**SELECTED EXCERPT**

By Roberto Hugo Gonzalez
As originally published in Mega Doctor NEWS newsprint edition May 2020.
Dr. Henry R. Herrera Jr., MD is a Gastroenterology specialist with The DHR Health Gastroenterology Institute in Edinburg, Texas. Dr. Herrera is part of the medical physicians that responded to Mega Doctor NEWS invitation to tell us their concerns about COVID-19.
He was eloquent to say that there is an endless list of concerns regarding COVID-19, as evidenced by what’s already occurred in hotspots like China, parts of Europe, and, worst of all, right here in the United States.
“I think that when you look at the sheer number of deaths that have occurred in the United States alone, the fact that we have gone from our first confirmed death on February 29th to 33,000 deaths in just seven weeks should be incredibly frightening,” he told Mega Doctor NEWS.
He pointed out that the U.S. government has estimated that there will be between 100,000-200,000 deaths from this pandemic.
“To put this into perspective, there were 2,977 deaths during the September 11th terrorist attacks, 58,220 American deaths during the Vietnam War, and 116,516 American deaths during World War 1.” He continued, “One of my greatest concerns about COVID-19 is the fact that, despite the massive death toll, there are still many Americans and members of the government that are not taking this seriously and are expecting it just to blow over.”

**DATASET**
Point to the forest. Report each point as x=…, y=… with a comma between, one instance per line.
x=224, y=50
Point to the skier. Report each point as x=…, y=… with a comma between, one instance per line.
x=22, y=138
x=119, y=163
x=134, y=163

**SET OF TASKS**
**A.** According to the COVID-19 article, how many deaths from the pandemic did the U.S. government estimate?
**B.** Reproduce the COVID-19 article word for word from "Dr. Henry R." to "the United States.".
The material is not needed here.

**ANSWERS IN ORDER**
**A.** Between 100,000 and 200,000 deaths.

**B.**
Dr. Henry R. Herrera Jr., MD is a Gastroenterology specialist with The DHR Health Gastroenterology Institute in Edinburg, Texas. Dr. Herrera is part of the medical physicians that responded to Mega Doctor NEWS invitation to tell us their concerns about COVID-19.
He was eloquent to say that there is an endless list of concerns regarding COVID-19, as evidenced by what’s already occurred in hotspots like China, parts of Europe, and, worst of all, right here in the United States.